提示された文章 =
上司と部下の人事面談。それぞれが気をつけるべき点は?

(写真=Indypendenz/Shutterstock.com)

春は年度をまたぐので、人事評価の面談を実施する企業も多い時期です。面談は社員が設定した目標の進捗状況を確認し、上司はアドバイスや指導を行い、次の目標に向けた課題を可視化するのが目的です。

効果的な面談は社員の成長を促し、上司も目標達成で経営へ貢献。タイムリーな目標修正も可能で、双方が前向きなコンセンサスを得る過程でコミュニケーションも強化できます。

面談での評価は、社員の昇給や昇進を決めるだけでなく、エンゲージメントを高める上でも重要な役割を果たします。

組織も活性化して生産性が向上し、企業業績のアップにも繋がるものです。

今回は、面談で上司と部下が注意すべき点を考えます。

面談とは?意味や面接との違い

ここでは、「面談」の基本的な意味について解説します。

面談の意味

面談とは、対面して直接話をすることです。

企業においては人事担当者と社員がお互いに情報を共有し、成長を促したりモチベーションを引き出したりするなど、動機づけを目的に実施されることが多いです。面談を行うことで社員の強みや弱みを理解し、キャリア形成やスキルアップのために役立てることが求められています。

面接との違い

面談と似た言葉「面接」とは、応募者の中から適した人材を選ぶために行うものです。面談が相互理解のための話し合いである一方、面接は相手を評価するためのプロセスです。面接では求職者が自己アピールをし、企業が合否を判定します。

基本的には面接官が質問し求職者が答えるというスタイルで、質疑応答から求職者の性格や業務に対する適正・意欲・スキルなどの確認を行うために実施されます。とはいえ、同時に求職者が企業を判断する場でもあるため、求職者側から企業へ対して質問することもあります。

取り組む課題 = 上の文章が人事評価の面談の目的として挙げているものをすべて書き出してください。

与えられた資料 =

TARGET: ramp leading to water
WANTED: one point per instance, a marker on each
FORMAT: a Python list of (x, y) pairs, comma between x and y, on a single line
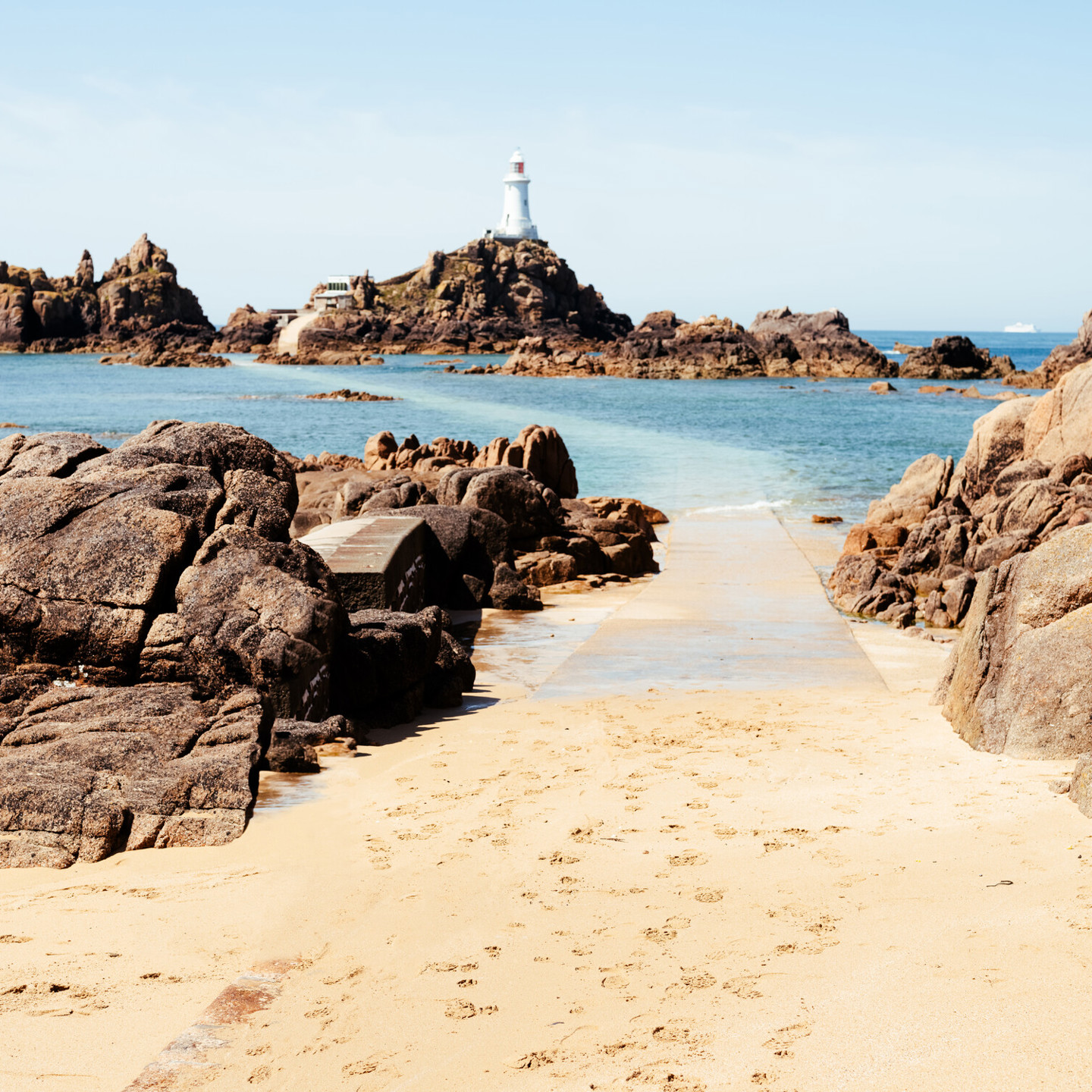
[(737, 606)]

==

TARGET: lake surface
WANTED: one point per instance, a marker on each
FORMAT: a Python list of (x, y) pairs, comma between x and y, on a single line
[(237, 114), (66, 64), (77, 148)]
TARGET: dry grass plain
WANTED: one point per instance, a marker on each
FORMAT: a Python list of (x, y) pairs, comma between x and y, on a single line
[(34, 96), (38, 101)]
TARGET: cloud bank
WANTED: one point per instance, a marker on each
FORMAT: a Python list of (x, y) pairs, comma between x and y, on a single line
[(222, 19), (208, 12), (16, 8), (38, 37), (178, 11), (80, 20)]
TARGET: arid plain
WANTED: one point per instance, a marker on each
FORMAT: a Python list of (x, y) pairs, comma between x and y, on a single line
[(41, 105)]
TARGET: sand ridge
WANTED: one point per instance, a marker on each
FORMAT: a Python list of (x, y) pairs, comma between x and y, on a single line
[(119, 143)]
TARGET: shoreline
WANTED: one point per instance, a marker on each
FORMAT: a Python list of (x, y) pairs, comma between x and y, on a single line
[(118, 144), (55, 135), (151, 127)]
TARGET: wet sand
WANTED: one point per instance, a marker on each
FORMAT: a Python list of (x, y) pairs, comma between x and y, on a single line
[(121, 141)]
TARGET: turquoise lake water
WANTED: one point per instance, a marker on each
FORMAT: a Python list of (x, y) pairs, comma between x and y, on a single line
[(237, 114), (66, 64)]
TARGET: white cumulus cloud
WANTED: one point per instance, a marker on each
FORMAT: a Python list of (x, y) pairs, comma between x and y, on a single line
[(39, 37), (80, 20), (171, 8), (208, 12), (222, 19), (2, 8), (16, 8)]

--

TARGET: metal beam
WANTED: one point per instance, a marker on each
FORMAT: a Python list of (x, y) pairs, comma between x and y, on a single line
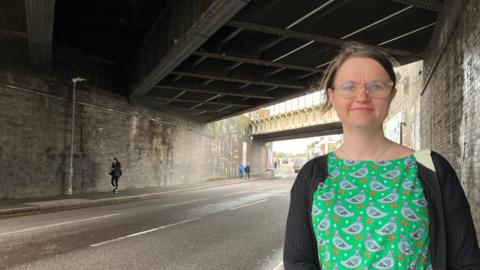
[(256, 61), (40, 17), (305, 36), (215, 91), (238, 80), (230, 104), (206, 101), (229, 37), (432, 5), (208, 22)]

課題の解答 =
・社員が設定した目標の進捗状況を確認すること
・上司がアドバイスや指導を行うこと
・次の目標に向けた課題を可視化すること